# Given passage
About Capture All: A Sonic Investigation
How might experimental practices of sound and listening be mobilised as resources for understanding and intervening in questions of power, capture, and extraction? What aesthetic and political possibilities emerge by investigating sonic practices in relation to both domestic and urban space and their network interfaces?
From April to August 2021, Liquid Architecture (Melbourne) and Sarai (Delhi) will collaborate to support six artists, scholars, and writers based in India and Australia through a series of creative and critical workshops, intensives, and dialogues. Capture All sets out to investigate the sonic at a moment of accelerating surveillance capitalism that enmeshes individuals and communities in networks of capture and control.
This opportunity is contextualised and grounded in Sarai’s pioneering work on critical questions of media and information, urbanism, infrastructure, media archaeology, data and law, the commons, and the public domain in South Asia, and in Liquid Architecture’s ongoing research project ‘Machine Listening, a curriculum’, a critical platform for writing, interviews, music and artworks investigating the dystopian and utopian effects of algorithmic, machinic, networked and technologised listening on our social and political lives.

# What you need to do
- a) Transcribe part of the Capture All description word for word, starting at "From April to" and ending at "capture and control.".
- b) Summarize the Capture All description in two sentences.

# Data extract
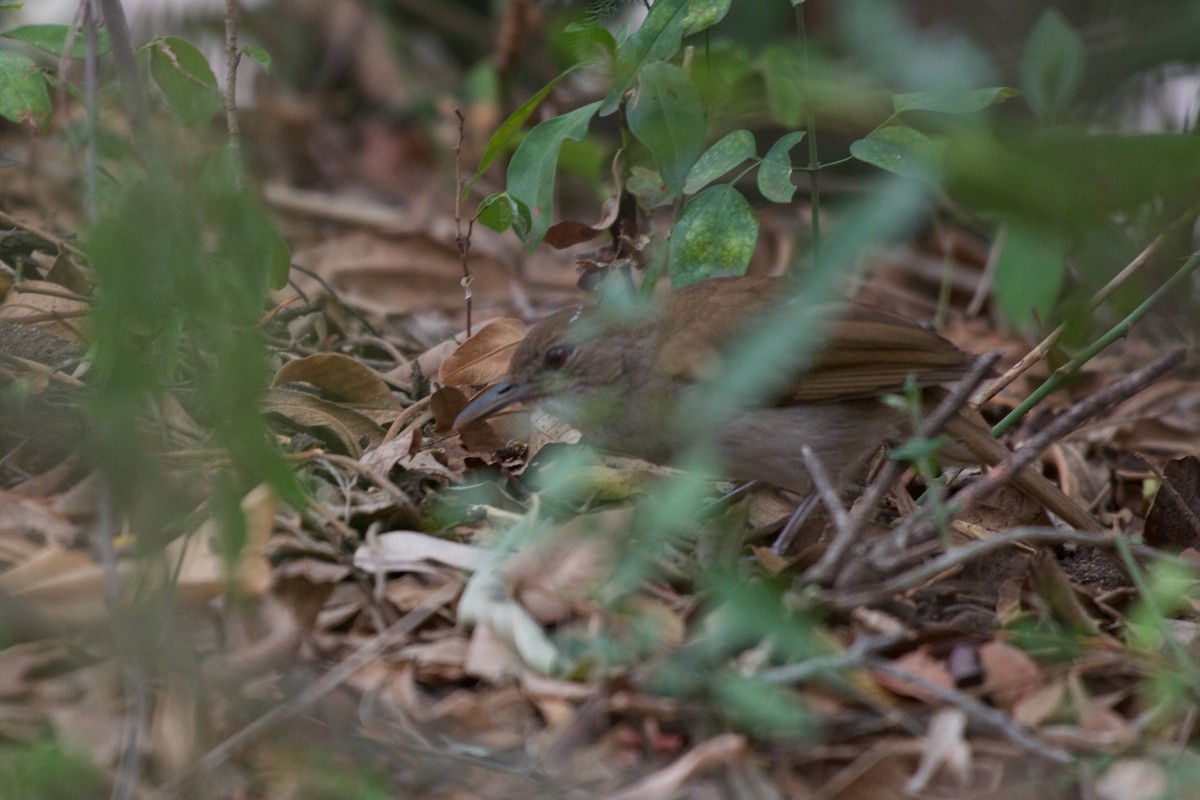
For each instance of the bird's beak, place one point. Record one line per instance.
(499, 396)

# Answers by item number
- a)
From April to August 2021, Liquid Architecture (Melbourne) and Sarai (Delhi) will collaborate to support six artists, scholars, and writers based in India and Australia through a series of creative and critical workshops, intensives, and dialogues. Capture All sets out to investigate the sonic at a moment of accelerating surveillance capitalism that enmeshes individuals and communities in networks of capture and control.

- b) From April to August 2021, Liquid Architecture (Melbourne) and Sarai (Delhi) will collaborate to support six artists, scholars, and writers based in India and Australia through workshops, intensives, and dialogues that investigate the sonic at a time of accelerating surveillance capitalism. The project is grounded in Sarai's work on questions such as media, information, urbanism, and the public domain in South Asia, and in Liquid Architecture's research project 'Machine Listening, a curriculum', which examines the effects of technologized listening on social and political life.